Exercise objective
Could you extract every line of the listing below word for word, leaving out the pictures?

Input material
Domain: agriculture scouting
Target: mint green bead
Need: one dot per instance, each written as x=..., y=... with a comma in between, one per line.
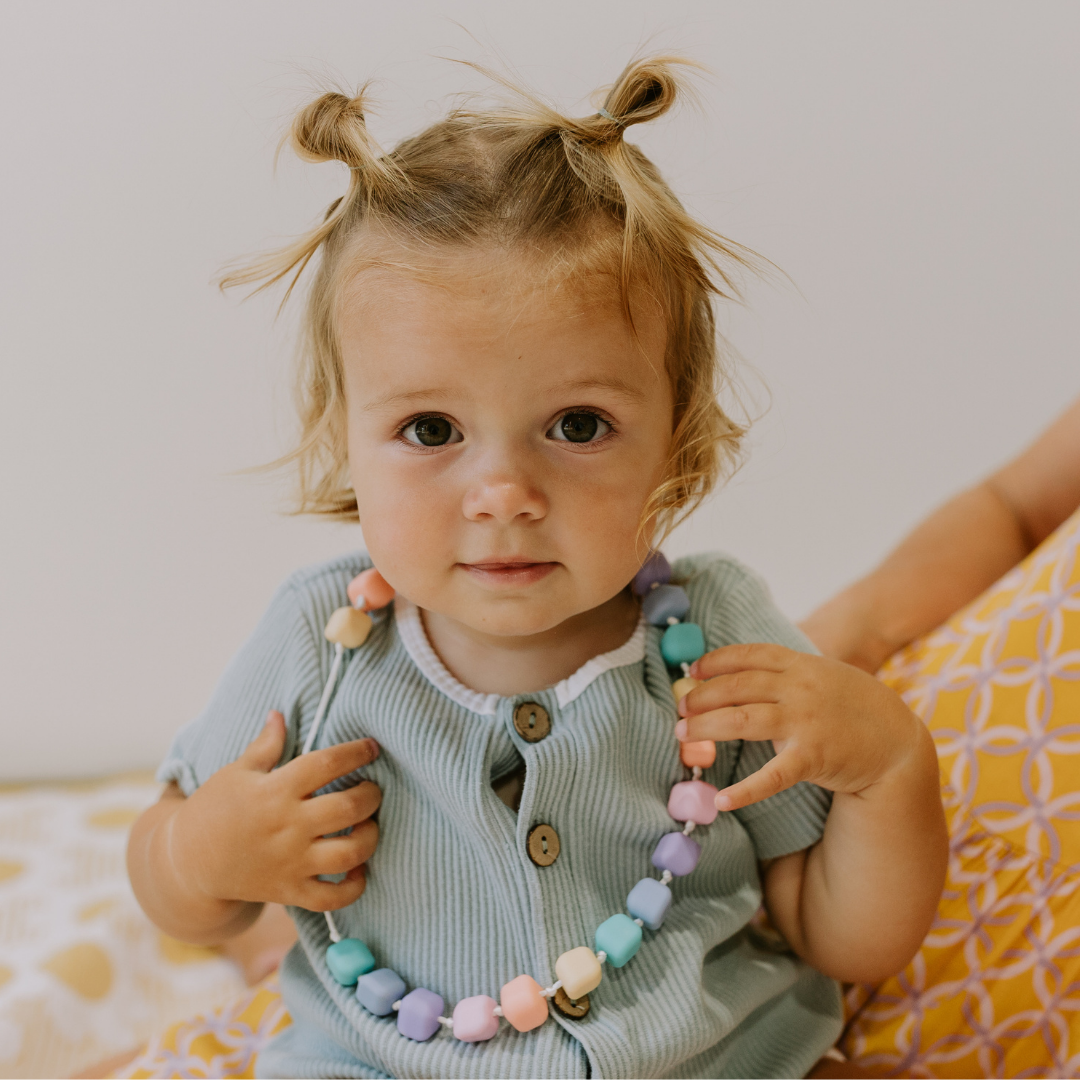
x=683, y=644
x=620, y=936
x=348, y=959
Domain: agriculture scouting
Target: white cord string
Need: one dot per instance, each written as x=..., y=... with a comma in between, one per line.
x=310, y=741
x=325, y=700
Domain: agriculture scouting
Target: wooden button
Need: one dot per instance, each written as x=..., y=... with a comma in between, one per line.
x=542, y=845
x=572, y=1009
x=532, y=721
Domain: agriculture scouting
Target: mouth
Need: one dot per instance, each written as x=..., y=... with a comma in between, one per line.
x=508, y=571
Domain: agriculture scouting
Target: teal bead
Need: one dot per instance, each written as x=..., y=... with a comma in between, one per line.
x=683, y=644
x=620, y=936
x=348, y=959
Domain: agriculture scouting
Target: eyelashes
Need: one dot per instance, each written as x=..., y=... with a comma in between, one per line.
x=579, y=427
x=431, y=431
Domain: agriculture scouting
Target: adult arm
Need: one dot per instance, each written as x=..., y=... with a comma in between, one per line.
x=959, y=551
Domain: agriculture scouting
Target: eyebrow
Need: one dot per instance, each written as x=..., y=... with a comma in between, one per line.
x=404, y=397
x=616, y=386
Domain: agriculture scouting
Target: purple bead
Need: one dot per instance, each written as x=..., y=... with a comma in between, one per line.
x=418, y=1014
x=677, y=853
x=656, y=571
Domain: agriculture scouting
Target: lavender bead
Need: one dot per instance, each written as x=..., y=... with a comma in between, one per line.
x=418, y=1014
x=664, y=603
x=649, y=901
x=656, y=571
x=677, y=853
x=378, y=990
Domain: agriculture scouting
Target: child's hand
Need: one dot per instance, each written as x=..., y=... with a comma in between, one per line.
x=831, y=724
x=254, y=833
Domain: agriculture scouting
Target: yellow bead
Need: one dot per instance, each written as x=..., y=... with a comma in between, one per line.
x=348, y=628
x=579, y=971
x=683, y=686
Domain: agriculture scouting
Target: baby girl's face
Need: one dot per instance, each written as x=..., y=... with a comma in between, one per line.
x=503, y=437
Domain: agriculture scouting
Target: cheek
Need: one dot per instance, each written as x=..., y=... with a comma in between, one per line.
x=406, y=523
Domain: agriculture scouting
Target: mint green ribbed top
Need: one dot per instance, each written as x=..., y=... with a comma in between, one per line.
x=453, y=901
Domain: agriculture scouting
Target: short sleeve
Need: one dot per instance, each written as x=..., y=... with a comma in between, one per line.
x=738, y=608
x=277, y=669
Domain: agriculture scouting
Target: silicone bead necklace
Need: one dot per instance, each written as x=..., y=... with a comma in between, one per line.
x=523, y=1002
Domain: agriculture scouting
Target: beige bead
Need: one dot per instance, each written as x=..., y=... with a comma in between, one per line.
x=579, y=971
x=348, y=628
x=683, y=686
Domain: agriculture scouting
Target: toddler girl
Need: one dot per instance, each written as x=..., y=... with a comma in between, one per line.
x=510, y=377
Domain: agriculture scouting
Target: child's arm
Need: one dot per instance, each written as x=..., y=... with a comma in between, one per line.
x=858, y=904
x=960, y=550
x=203, y=866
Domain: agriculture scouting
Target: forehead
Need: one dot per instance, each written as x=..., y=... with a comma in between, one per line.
x=496, y=314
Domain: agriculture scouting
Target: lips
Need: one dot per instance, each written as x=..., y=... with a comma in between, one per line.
x=508, y=571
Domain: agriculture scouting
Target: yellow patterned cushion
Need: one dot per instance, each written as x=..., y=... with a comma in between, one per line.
x=995, y=989
x=225, y=1042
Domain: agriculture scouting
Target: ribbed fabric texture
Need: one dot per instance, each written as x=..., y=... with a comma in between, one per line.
x=453, y=902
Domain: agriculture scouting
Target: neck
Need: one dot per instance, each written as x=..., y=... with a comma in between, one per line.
x=509, y=665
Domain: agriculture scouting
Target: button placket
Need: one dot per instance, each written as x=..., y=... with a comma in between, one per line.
x=531, y=721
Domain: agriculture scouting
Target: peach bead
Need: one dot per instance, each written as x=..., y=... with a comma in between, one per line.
x=523, y=1003
x=368, y=591
x=698, y=754
x=579, y=971
x=693, y=800
x=683, y=686
x=349, y=628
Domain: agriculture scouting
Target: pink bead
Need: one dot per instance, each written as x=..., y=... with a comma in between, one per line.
x=523, y=1004
x=474, y=1020
x=693, y=800
x=368, y=591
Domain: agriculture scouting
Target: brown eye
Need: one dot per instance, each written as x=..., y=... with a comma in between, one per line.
x=579, y=428
x=432, y=431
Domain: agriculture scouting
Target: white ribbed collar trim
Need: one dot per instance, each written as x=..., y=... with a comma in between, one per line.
x=415, y=639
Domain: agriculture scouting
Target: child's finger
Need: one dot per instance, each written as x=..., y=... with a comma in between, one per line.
x=331, y=813
x=338, y=854
x=740, y=658
x=318, y=895
x=740, y=688
x=311, y=771
x=754, y=723
x=264, y=751
x=775, y=775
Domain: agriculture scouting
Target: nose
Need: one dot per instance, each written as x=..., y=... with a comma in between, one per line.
x=504, y=496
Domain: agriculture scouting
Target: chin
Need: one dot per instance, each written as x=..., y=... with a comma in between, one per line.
x=514, y=620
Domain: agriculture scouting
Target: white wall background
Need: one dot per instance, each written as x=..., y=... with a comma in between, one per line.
x=913, y=166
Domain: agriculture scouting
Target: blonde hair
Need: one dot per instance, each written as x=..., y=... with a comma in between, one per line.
x=518, y=175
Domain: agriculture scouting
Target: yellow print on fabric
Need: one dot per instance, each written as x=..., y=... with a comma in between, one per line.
x=995, y=990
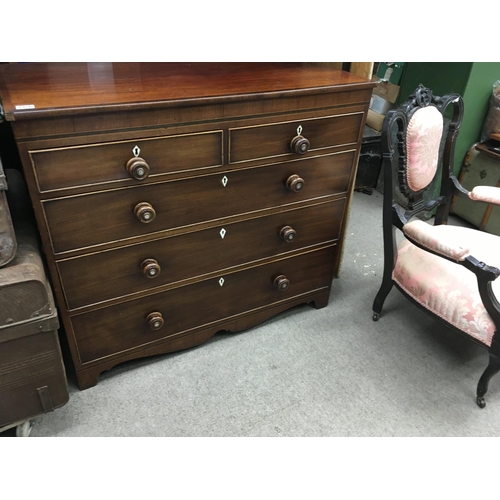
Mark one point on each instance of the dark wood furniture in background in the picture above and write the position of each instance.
(177, 200)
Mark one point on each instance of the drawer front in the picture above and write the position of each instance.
(273, 141)
(88, 220)
(125, 326)
(99, 277)
(96, 164)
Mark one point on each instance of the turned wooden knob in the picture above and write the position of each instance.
(288, 234)
(281, 282)
(295, 183)
(150, 268)
(144, 212)
(137, 168)
(299, 145)
(155, 320)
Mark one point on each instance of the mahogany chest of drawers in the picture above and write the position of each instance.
(177, 200)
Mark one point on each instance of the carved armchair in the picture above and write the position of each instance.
(449, 271)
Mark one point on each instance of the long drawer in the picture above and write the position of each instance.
(92, 219)
(113, 330)
(114, 273)
(91, 165)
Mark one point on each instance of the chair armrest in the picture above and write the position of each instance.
(487, 194)
(430, 238)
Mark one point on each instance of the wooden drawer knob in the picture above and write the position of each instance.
(137, 168)
(144, 212)
(155, 320)
(288, 234)
(299, 145)
(150, 268)
(281, 282)
(295, 183)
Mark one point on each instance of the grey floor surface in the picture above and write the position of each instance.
(328, 372)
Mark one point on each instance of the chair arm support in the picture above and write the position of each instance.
(481, 270)
(429, 238)
(488, 194)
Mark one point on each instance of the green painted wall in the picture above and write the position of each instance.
(473, 81)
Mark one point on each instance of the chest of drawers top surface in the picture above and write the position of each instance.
(58, 89)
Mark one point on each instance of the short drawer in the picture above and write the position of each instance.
(99, 163)
(130, 325)
(88, 220)
(265, 142)
(114, 273)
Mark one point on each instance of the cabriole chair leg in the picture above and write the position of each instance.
(482, 387)
(378, 303)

Reply
Domain: agriculture scouting
Target: mint green bead
Need: one dot per instance, each written as x=..., y=... with a comma in between, one per line.
x=683, y=644
x=620, y=936
x=348, y=959
Domain: agriculture scouting
Target: white cord string
Need: one dot per instance, each written as x=..., y=... with a comma in between, one per line.
x=310, y=741
x=325, y=700
Domain: agriculture scouting
Target: wooden button
Need: one dot per instance, each written as x=..., y=... with a comma in between, one per line.
x=542, y=845
x=572, y=1009
x=532, y=721
Domain: agriculture scouting
Target: mouth
Need: one dot per instance, each written as x=..., y=... with a comma in between, one per line.
x=508, y=571
Domain: agriculture scouting
Target: teal bead
Need: one dot per instance, each written as x=..., y=... with a comma in between, one per line.
x=683, y=644
x=620, y=936
x=348, y=959
Domain: agriculture scouting
Target: eyelashes
Need: one dot per instance, each written as x=..., y=... with a comma in between, one per line.
x=579, y=427
x=431, y=431
Domain: agriculture scouting
Target: adult arm
Need: one dot per instance, each written as x=..., y=... with a comma in between, one per line.
x=959, y=551
Domain: agriculture scouting
Target: eyebrow
Need: one dot per instance, each written as x=..., y=... with a comma in between, one per line.
x=404, y=397
x=616, y=386
Domain: agriculture scouting
Target: purple bead
Need: one dot per instance, each written as x=..., y=... with a comma in between, one per line.
x=418, y=1014
x=677, y=853
x=656, y=571
Domain: agriculture scouting
Target: lavender bead
Need: one dot per instance, each written as x=..., y=... with a comma in between, one per line.
x=418, y=1014
x=664, y=603
x=649, y=901
x=656, y=571
x=677, y=853
x=378, y=990
Domain: agriculture scouting
Target: child's hand
Need: one dot per instance, each written as x=..., y=... with a comma in between, one per line.
x=831, y=724
x=254, y=833
Domain: agriculture scouting
Target: yellow bead
Need: one dot per instance, each written as x=..., y=... with a comma in between, one per line.
x=348, y=628
x=579, y=971
x=683, y=686
Domain: agriculture scouting
Target: baby girl's face
Need: one dot per instance, each written as x=..., y=... with a comma in between, one per line.
x=503, y=437
Domain: agriculture scouting
Target: cheek
Need: one dot per instance, each written as x=..., y=... with a comma in between, one per line.
x=406, y=523
Domain: agriculture scouting
Target: mint green ribbed top
Need: one dot per instance, each written as x=..., y=... with a comma in between, one per line.
x=453, y=901
Domain: agriculture scouting
Target: short sleeve
Need: one dot per instance, each written as x=..., y=... with a comma in between, one per line.
x=738, y=608
x=277, y=669
Domain: agriculture scouting
Target: silicone bead necklace
Need: one dot per instance, each written as x=..., y=... with a comma in between, one per line.
x=523, y=1002
Domain: agriculture scouting
Target: beige bead
Need: one dot per instance, each written as x=..., y=... with a comma in between, one per line.
x=579, y=971
x=348, y=628
x=683, y=686
Domain: agriculture scouting
Target: toddler girl
Need: one dot per instance, each written as x=..., y=... with a comma in between, one per line.
x=510, y=377
Domain: agriculture scouting
Target: child's arm
Need: one dot per instance, each written as x=..., y=... with a comma in between, one per line.
x=858, y=904
x=960, y=550
x=203, y=866
Domain: agriculture scouting
Target: forehead
Need: one dot per instance, each written as x=..., y=... with a comma in between, one per line.
x=496, y=314
Domain: agriculture scouting
Target: lips
Need: one dot per instance, each written as x=..., y=... with a comma in between, one per line.
x=508, y=571
Domain: agriculture scouting
Target: yellow patterned cushion
Need: one dot per instance, each written as x=..., y=... with a comma in between, one per line.
x=995, y=989
x=225, y=1042
Domain: agriculture scouting
Target: ribbed fabric texture
Need: one dot per instance, each written as x=..., y=... with a comma in between, one per line.
x=453, y=902
Domain: agriculture scouting
Target: neck
Need: one dot per instance, each written as x=..., y=... with a comma in between, one per line.
x=509, y=665
Domain: agriculture scouting
Target: button placket
Need: one dot per instance, each written as x=..., y=... with a comma in between, one per line.
x=531, y=721
Domain: agriculture scouting
Target: peach bead
Need: one dot per instance, each written as x=..., y=... with a comma in between, one per line.
x=523, y=1003
x=368, y=591
x=698, y=754
x=579, y=971
x=693, y=800
x=683, y=686
x=349, y=628
Domain: agriculture scouting
Target: pink bead
Need: one dot per instance, each written as x=..., y=... with a comma in between, one per line.
x=523, y=1004
x=474, y=1020
x=693, y=800
x=368, y=591
Domain: agriculture scouting
Target: brown eye
Need: one dot per instance, each written as x=..., y=... with a comma in between, one per line.
x=579, y=428
x=432, y=431
Domain: agriculture scouting
Target: white ribbed collar trim
Need: one dot per instance, each written as x=..., y=... with a comma in between, one per line.
x=415, y=639
Domain: agriculture scouting
Target: child's finger
Need: one dot per instance, each written as x=..., y=... with a comma in between, one per line.
x=331, y=813
x=338, y=854
x=740, y=658
x=318, y=895
x=740, y=688
x=311, y=771
x=754, y=723
x=264, y=751
x=775, y=775
Domain: agriculture scouting
Target: nose
Need: one dot per instance, each written as x=..., y=... with a comma in between, one per line.
x=504, y=496
Domain: agriculture scouting
Target: chin
Need: one dot per instance, each written as x=..., y=... with a comma in between, one per line.
x=514, y=620
Domain: agriculture scouting
Target: white wall background
Need: one dot per instance, each written as x=..., y=... with a comma in between, one per line.
x=913, y=166
Domain: agriculture scouting
Target: blonde hair
Need: one dot per instance, each written as x=..., y=... with a comma in between, one per line.
x=518, y=175
Domain: agriculture scouting
Target: yellow print on fabric
Need: one dot per instance, each written as x=..., y=... with a comma in between, one per line.
x=995, y=990
Mark one point on each instance of the dark wood furniture in background in the picture above and write the position of each instance.
(177, 200)
Mark one point on each instance of the drawer front in the picture above and write the position of each instance.
(273, 141)
(88, 220)
(125, 326)
(99, 277)
(96, 164)
Mark one point on each instance of the turned wooden knob in the picture above and write the position of each instance.
(288, 234)
(281, 282)
(295, 183)
(150, 268)
(144, 212)
(137, 168)
(299, 145)
(155, 320)
Mark one point on each instance of the mahogany chest of drawers in the picture above and write the position of each instance.
(177, 200)
Mark one point on each instance of the carved armchair in the picture above and write the position of each instance.
(449, 271)
Mark one point on each instance of the long drawer in the picture above and write the position of each instance.
(92, 219)
(113, 330)
(114, 273)
(91, 165)
Mark one point on each instance of the chair armrest in the picture above and write the position of each instance.
(487, 194)
(430, 238)
Mark one point on each instance of the wooden drawer knob in the picture above and write the position of each instance.
(137, 168)
(144, 212)
(155, 320)
(288, 234)
(299, 145)
(150, 268)
(281, 282)
(295, 183)
Mark one point on each instance of the grey floor surface in the picture above and write the position of each instance.
(328, 372)
Mark one point on each instance of the chair arm support in the picture above and write the position of each instance.
(481, 270)
(429, 238)
(488, 194)
Mark one point on each instance of the green painted wall in the picture above and write the position of each instance.
(473, 81)
Mark one point on each instance of the chest of drawers top surface in the picture above and write the position of each instance.
(58, 89)
Mark one point on each instance of the short drawer in the picture above and write the position of each instance.
(99, 163)
(130, 325)
(88, 220)
(265, 142)
(114, 273)
Mark one point on each instance of the cabriole chair leg in the picture above and write the position of each instance.
(482, 387)
(378, 303)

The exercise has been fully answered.